- Aufgabe 1 -
Fasse im folgenden Text zur 1,5-Grad-Grenze den Absatz, der mit „In seinem Sonderbericht von 2018“ beginnt, als kurze Stichpunktliste zusammen und behalte dabei seine wesentlichen Fakten bei.

- Vorliegender Text -
▬▬▬

Was passiert, wenn die Grenze überschritten wird?

In seinem Sonderbericht von 2018 prognostiziert der Weltklimarat unter anderem eine Zunahme von Extremtemperaturen, Starkniederschlägen und Dürren bei Überschreitung der 1,5-Grad-Marke. Auch warnen die Forscher vor einem massiven Verlust von Korallenriffen und Fischbeständen. Studien in den Folgejahren betonen, dass ab 1,5 Grad irreversible Schäden für das Klimasystem drohen. Die Folge könnte eine Destabilisierung von großräumigen Bestandteilen des Erdsystems („Kippelementen“) wie Eisschilden, Luft- und Ozeanströmungen sein.

Wann ist die 1,5-Grad-Grenze überschritten?

Seit mehr als einem Jahr meldet der EU-Klimawandeldienst Copernicus fast monatlich Temperaturrekorde, die mehr als 1,5 Grad über dem vorindustriellen Niveau lagen, das sich auf den Referenzzeitraum von 1850 bis 1900 bezieht. Das Jahr 2024 zeichne sich als das weltweit wärmste seit Beginn der Wetteraufzeichnungen ab, teilte Copernicus am Donnerstag mit.

▬▬▬

- Erfasste Daten -
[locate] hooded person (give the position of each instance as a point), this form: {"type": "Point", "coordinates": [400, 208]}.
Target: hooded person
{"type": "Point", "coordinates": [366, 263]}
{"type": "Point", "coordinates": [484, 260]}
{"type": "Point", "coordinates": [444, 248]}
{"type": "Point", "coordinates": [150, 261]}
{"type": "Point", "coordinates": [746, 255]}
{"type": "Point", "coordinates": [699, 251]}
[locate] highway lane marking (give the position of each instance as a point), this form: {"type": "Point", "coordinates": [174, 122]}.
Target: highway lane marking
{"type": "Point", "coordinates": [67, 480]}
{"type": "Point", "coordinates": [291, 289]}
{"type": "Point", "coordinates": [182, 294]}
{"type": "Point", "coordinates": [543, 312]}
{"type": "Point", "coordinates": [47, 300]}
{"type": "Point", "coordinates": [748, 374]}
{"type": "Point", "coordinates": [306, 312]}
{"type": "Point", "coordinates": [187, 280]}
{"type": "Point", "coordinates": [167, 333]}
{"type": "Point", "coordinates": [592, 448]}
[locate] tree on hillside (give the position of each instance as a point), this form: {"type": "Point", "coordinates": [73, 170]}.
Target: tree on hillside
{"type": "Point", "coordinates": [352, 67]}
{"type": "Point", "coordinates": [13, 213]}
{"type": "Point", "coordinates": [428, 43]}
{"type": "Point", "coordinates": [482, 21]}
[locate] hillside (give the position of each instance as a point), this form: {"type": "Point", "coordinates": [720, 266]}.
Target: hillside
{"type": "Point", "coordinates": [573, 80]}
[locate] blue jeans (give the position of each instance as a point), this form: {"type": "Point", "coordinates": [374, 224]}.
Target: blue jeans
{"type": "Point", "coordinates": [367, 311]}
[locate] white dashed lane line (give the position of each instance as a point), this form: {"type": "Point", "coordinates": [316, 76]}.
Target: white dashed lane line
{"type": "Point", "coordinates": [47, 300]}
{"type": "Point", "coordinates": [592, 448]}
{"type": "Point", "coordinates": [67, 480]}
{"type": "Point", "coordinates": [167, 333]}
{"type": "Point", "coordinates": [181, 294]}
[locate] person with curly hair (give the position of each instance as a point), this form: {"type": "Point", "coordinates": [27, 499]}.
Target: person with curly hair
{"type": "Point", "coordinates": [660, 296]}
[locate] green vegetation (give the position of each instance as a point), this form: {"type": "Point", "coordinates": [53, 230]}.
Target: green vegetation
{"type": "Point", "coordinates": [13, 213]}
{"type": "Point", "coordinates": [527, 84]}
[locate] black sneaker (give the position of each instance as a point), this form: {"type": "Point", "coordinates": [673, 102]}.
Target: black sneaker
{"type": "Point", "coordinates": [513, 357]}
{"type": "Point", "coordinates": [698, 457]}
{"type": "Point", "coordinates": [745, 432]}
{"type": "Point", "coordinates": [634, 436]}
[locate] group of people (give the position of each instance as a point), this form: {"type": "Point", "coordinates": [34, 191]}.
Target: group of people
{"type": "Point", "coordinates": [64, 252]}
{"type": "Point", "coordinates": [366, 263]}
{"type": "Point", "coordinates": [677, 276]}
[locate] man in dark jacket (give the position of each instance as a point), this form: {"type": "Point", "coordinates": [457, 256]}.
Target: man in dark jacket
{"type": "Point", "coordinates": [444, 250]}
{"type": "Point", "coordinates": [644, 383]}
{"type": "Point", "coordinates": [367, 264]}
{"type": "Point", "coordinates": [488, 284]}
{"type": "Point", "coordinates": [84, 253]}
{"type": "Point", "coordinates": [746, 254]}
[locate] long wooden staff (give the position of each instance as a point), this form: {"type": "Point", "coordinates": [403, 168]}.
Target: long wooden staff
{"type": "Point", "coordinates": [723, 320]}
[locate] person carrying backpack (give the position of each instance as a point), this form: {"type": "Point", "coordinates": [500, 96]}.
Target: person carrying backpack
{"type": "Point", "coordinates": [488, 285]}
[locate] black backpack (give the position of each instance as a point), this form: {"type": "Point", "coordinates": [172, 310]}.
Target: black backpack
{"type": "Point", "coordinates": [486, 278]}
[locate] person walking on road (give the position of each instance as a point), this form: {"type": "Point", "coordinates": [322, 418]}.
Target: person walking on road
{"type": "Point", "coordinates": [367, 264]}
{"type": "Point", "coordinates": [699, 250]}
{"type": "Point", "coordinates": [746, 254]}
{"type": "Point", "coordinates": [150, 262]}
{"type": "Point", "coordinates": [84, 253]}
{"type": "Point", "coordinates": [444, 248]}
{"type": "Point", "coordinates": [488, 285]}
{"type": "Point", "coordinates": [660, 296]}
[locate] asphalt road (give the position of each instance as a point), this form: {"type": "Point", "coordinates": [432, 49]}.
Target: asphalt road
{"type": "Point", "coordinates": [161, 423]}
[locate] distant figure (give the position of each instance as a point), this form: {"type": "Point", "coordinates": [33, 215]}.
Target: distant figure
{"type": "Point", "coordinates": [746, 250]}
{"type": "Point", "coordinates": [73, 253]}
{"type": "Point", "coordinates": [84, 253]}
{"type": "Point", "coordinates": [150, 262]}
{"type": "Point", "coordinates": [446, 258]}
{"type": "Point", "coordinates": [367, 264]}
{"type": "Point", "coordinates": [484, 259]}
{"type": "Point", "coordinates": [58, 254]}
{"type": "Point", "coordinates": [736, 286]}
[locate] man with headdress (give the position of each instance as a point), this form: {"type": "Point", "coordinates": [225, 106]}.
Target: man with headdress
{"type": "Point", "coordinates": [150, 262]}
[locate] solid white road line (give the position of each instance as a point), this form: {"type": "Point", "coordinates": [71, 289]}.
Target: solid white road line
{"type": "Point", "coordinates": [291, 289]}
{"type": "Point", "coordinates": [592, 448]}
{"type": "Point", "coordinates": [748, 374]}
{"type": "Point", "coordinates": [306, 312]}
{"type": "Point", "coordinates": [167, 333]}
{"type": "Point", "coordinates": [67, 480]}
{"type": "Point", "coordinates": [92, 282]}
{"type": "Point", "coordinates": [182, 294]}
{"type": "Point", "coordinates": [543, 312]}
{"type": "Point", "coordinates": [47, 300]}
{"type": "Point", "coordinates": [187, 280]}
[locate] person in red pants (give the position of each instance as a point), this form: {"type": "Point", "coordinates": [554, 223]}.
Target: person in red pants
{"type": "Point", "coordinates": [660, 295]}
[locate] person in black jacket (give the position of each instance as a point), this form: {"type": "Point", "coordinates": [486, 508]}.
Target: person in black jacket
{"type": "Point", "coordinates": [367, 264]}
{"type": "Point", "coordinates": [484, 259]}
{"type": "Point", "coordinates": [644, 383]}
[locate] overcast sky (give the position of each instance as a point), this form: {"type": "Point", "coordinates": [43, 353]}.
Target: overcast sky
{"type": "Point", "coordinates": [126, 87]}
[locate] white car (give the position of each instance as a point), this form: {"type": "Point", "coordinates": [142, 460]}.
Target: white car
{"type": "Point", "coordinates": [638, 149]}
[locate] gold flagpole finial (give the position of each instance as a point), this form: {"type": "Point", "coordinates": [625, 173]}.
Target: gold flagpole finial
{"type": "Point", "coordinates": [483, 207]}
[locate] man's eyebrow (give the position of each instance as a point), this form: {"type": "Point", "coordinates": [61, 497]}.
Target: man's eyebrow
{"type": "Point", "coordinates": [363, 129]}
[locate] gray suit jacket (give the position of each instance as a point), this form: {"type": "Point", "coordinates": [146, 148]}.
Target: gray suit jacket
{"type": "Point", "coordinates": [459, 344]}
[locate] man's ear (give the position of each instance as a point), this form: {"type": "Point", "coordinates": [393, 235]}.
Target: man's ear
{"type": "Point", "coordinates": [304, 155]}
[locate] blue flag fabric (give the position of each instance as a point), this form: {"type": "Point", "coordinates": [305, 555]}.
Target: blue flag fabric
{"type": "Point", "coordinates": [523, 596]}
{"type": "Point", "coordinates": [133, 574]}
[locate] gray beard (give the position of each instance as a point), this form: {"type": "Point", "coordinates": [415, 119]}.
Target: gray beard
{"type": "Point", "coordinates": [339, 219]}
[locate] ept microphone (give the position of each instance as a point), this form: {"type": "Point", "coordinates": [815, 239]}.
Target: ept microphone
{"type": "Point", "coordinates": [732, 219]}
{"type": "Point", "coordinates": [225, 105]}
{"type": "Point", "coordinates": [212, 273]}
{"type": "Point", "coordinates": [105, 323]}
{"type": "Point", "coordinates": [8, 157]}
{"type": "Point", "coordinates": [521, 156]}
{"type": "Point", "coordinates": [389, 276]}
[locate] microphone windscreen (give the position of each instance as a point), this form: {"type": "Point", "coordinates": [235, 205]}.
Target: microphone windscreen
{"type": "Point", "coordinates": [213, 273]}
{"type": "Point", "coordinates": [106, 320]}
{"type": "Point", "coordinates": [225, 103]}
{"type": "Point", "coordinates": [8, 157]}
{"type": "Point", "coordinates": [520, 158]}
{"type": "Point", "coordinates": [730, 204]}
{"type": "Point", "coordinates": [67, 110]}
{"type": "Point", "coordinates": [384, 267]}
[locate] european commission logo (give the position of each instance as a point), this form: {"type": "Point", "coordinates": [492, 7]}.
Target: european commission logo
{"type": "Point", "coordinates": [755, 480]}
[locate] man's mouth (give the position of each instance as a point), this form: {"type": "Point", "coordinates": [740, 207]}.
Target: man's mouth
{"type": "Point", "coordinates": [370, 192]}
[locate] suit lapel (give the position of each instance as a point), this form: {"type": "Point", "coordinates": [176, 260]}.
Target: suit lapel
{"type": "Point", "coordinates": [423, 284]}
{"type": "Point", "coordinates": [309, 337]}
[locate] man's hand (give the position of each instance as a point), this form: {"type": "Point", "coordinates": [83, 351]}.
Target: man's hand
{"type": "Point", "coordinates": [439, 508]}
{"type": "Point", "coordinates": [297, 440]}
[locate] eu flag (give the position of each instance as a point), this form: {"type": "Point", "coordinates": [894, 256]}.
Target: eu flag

▬▬▬

- Aufgabe 2 -
Suche in der obigen Liste jede Zeile, die die Zeichenfolge „jacket“ enthält, und gib diese Zeilen vollständig wieder.

- Richtige Antwort 1 -
- Sonderbericht des Weltklimarats von 2018: Bei Überschreitung der 1,5-Grad-Marke nehmen Extremtemperaturen, Starkniederschläge und Dürren zu.
- Die Forscher warnen vor einem massiven Verlust von Korallenriffen und Fischbeständen.
- Studien der Folgejahre: Ab 1,5 Grad drohen irreversible Schäden für das Klimasystem.
- Mögliche Folge: Destabilisierung von Kippelementen wie Eisschilden sowie Luft- und Ozeanströmungen.

- Richtige Antwort 2 -
[locate] man in dark jacket (give the position of each instance as a point), this form: {"type": "Point", "coordinates": [457, 256]}.
Target: man in dark jacket
[locate] person in black jacket (give the position of each instance as a point), this form: {"type": "Point", "coordinates": [486, 508]}.
Target: person in black jacket
[locate] gray suit jacket (give the position of each instance as a point), this form: {"type": "Point", "coordinates": [146, 148]}.
Target: gray suit jacket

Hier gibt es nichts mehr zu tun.